◆ Task objective
Return every line of the listing, exactly as it reads.

◆ Listed records

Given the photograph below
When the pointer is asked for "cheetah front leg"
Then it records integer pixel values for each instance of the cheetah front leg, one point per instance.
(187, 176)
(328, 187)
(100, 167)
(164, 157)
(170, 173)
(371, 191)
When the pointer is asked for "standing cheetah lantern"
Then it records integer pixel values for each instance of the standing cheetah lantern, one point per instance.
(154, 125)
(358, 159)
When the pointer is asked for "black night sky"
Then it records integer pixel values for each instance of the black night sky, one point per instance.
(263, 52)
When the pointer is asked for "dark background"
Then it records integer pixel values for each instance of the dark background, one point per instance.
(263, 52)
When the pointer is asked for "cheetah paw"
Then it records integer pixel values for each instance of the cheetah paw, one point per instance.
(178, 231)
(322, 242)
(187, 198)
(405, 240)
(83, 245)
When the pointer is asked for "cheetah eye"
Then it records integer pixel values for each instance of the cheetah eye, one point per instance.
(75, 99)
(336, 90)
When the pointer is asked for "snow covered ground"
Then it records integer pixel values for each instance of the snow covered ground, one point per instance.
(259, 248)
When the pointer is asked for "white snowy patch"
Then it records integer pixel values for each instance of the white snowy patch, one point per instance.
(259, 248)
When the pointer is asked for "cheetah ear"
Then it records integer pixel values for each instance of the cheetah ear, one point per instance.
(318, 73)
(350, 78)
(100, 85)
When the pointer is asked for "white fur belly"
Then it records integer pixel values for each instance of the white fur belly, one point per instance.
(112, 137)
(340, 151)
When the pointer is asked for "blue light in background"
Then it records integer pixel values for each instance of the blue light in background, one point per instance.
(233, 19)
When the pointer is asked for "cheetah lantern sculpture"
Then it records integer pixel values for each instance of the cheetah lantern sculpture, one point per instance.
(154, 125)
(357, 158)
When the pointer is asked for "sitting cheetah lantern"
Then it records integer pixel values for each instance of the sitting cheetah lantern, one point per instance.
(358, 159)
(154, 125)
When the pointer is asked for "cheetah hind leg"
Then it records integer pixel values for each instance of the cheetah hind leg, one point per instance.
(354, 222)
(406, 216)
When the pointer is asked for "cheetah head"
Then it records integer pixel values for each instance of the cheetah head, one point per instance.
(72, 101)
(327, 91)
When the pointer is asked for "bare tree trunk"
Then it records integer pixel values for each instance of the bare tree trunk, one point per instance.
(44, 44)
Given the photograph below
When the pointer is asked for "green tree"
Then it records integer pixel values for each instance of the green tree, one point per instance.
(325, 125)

◆ Reply to the exercise
Given the photograph below
When the pointer is asked for "cheetah front leg"
Then it records integer pixel values for each instance of the cheetah front leg, one point per instance.
(187, 176)
(328, 187)
(100, 167)
(164, 157)
(170, 173)
(371, 191)
When the pointer is asked for "standing cheetah lantern"
Then it records integer pixel values for each instance of the standing cheetah lantern, one point per instance.
(154, 125)
(358, 159)
When the pointer is asked for "black night sky"
Then it records integer pixel values for each instance of the black night sky, one point per instance.
(263, 52)
When the pointer is asked for "dark background"
Then it records integer pixel values for each instance of the dark background, one point per instance.
(263, 52)
When the pointer is asked for "cheetah paw"
Then it records integer pixel values for each instance of the cheetah paw, one point per instance.
(178, 231)
(322, 242)
(187, 198)
(405, 240)
(83, 245)
When the pointer is asked for "cheetah eye"
Then it records integer pixel values for each instance of the cheetah eye, one point per instance.
(75, 99)
(336, 90)
When the pointer is asked for "snow covered ground"
Then it records integer pixel values for each instance of the snow covered ground, one point per instance.
(259, 248)
When the pointer is asked for "white snowy patch"
Then it records integer pixel values for each instance of the white snowy patch, one point per instance.
(259, 248)
When the pointer is asked for "cheetah ear"
Then it records integer pixel values for each instance of the cheetah ear, one point per instance.
(318, 73)
(350, 78)
(100, 85)
When the pointer is asked for "white fur belly"
Then it records integer pixel values for each instance of the white fur belly, one point per instance.
(112, 137)
(340, 151)
When the pointer is asked for "blue light in background"
Then it records integer pixel values for each instance of the blue light in background, one point per instance.
(233, 19)
When the pointer is asked for "cheetah lantern sculpture"
Then it records integer pixel values for each instance of the cheetah lantern sculpture, one point per instance.
(154, 125)
(357, 158)
When the pointer is asked for "sitting cheetah lantern"
Then it records integer pixel values for each instance of the sitting cheetah lantern, one point per instance.
(358, 159)
(154, 125)
When the pointer is asked for "cheetah hind leg"
Then it records integer pixel values for each instance of the cheetah hind leg, one point per instance.
(354, 222)
(406, 216)
When the pointer is asked for "cheetah head"
Then it records integer pixel values for each instance of the cheetah head, one point per instance.
(72, 101)
(327, 91)
When the pointer is asked for "bare tree trunk"
Then it records integer pixel values for each instance of the bare tree trunk, one point per instance.
(44, 44)
Given the photograph below
When the pointer is asked for "green tree"
Then it records integer pixel values for each instance of the green tree, one point per instance.
(325, 125)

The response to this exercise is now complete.